=== WORK INSTRUCTIONS ===
Collect every line of the records below that contains the string "ship", copying each one in full.

=== Records ===
***

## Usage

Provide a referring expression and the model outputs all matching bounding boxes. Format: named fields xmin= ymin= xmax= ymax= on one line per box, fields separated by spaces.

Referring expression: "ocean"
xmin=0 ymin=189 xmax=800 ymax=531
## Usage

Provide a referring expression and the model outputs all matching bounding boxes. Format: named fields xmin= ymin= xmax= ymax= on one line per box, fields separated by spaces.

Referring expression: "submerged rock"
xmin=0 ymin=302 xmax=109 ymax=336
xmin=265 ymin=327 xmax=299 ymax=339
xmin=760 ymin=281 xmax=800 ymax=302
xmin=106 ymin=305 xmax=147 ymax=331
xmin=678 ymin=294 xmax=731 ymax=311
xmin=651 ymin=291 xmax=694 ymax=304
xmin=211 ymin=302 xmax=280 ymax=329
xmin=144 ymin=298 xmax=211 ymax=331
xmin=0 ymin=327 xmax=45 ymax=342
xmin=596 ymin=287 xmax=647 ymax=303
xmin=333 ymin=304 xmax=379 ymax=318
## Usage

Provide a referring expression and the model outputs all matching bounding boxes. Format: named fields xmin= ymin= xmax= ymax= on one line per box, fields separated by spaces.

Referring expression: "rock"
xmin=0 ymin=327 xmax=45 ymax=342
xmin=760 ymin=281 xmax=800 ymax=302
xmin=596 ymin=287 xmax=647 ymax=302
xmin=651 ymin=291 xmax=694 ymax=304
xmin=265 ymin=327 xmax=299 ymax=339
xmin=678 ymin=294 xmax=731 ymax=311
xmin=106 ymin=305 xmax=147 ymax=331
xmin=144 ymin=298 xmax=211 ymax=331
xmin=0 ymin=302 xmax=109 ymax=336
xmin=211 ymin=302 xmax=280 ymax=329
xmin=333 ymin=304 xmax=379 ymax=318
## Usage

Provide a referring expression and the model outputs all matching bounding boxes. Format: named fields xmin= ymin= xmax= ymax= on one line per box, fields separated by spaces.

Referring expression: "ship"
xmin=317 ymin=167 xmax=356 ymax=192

***

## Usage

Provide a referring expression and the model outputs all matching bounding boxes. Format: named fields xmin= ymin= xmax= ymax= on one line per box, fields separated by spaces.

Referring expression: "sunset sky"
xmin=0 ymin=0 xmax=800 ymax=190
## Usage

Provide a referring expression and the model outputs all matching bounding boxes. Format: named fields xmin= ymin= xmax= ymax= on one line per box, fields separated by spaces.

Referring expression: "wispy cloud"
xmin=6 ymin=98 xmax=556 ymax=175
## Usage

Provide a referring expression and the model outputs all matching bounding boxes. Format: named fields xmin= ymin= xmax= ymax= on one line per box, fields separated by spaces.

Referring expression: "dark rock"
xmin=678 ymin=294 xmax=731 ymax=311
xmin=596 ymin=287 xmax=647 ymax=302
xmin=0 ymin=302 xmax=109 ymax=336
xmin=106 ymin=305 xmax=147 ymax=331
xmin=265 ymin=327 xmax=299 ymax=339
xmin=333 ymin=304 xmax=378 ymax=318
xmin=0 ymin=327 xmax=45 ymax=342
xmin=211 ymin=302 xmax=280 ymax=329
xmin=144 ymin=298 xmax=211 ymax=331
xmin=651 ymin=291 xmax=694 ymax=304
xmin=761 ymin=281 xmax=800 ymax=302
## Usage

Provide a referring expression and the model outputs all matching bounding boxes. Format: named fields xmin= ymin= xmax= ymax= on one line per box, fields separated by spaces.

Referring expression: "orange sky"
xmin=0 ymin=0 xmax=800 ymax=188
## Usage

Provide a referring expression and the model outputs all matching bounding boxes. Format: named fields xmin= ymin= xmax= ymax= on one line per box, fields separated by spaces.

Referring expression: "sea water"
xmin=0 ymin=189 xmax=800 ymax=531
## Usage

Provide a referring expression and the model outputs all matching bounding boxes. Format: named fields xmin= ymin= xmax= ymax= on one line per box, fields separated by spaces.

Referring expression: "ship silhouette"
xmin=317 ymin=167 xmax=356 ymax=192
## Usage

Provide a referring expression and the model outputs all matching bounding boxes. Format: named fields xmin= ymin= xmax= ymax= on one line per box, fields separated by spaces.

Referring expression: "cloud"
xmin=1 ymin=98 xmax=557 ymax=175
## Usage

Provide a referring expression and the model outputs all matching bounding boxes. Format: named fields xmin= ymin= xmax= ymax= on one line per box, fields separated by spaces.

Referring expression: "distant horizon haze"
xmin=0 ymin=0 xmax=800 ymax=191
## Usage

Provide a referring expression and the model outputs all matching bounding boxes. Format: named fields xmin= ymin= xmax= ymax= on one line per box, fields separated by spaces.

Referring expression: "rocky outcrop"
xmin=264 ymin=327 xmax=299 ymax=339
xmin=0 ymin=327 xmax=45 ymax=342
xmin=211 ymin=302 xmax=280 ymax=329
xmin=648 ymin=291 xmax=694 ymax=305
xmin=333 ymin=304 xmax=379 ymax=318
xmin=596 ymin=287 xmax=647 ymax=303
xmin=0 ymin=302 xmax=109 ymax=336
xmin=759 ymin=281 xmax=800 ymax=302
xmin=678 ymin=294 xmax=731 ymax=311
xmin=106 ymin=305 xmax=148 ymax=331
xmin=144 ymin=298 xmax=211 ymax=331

***

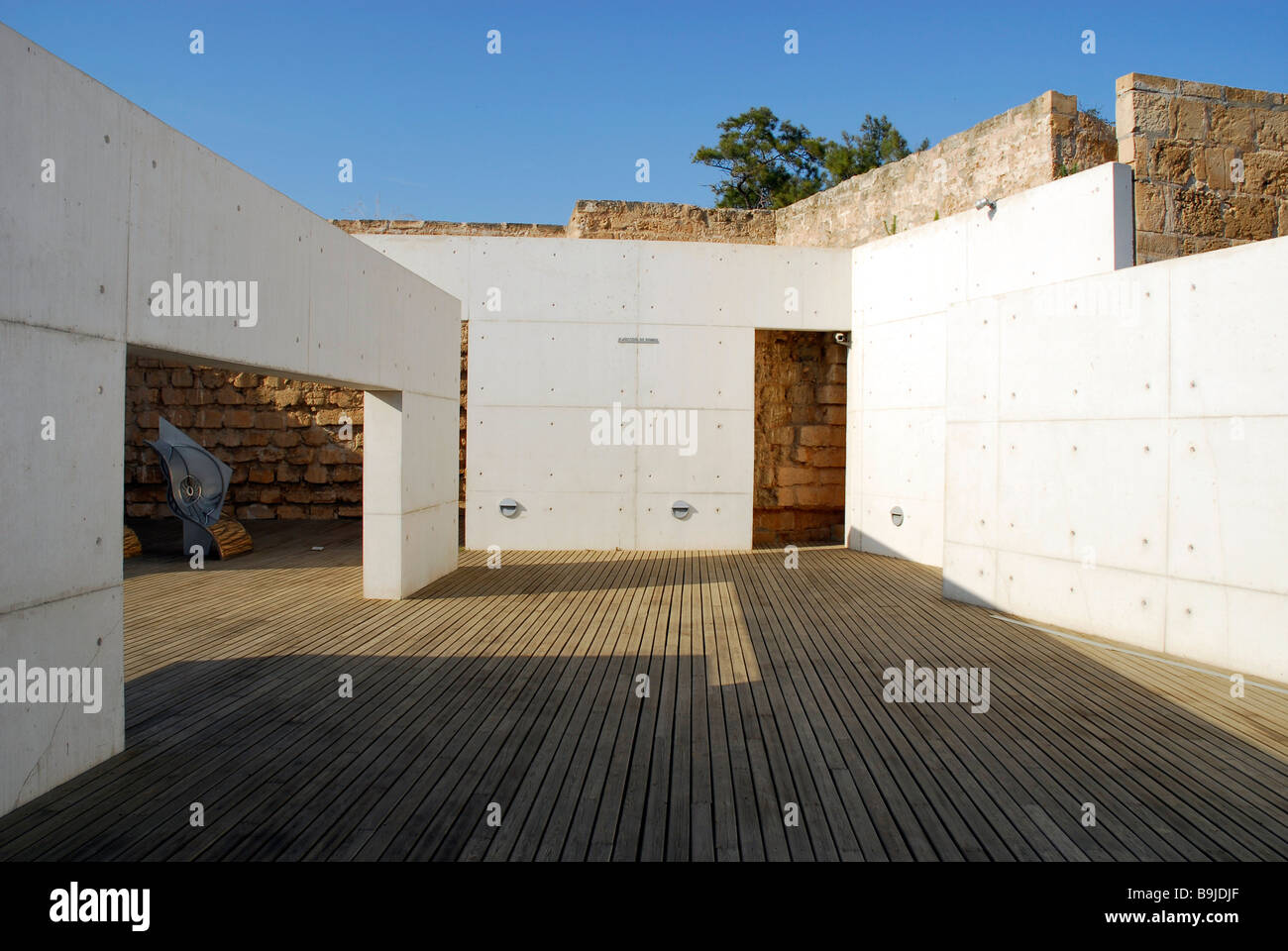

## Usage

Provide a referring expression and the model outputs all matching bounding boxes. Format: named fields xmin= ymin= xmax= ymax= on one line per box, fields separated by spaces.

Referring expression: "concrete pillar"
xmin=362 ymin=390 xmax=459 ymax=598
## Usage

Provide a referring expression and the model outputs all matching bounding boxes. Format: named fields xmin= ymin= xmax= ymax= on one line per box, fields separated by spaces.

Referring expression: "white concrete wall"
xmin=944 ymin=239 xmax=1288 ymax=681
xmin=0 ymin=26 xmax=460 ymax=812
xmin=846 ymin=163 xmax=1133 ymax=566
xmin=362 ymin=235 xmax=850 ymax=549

***

=== EXERCISE SOLUTION ===
Referring expression: "ship"
Referring expression: "ship silhouette"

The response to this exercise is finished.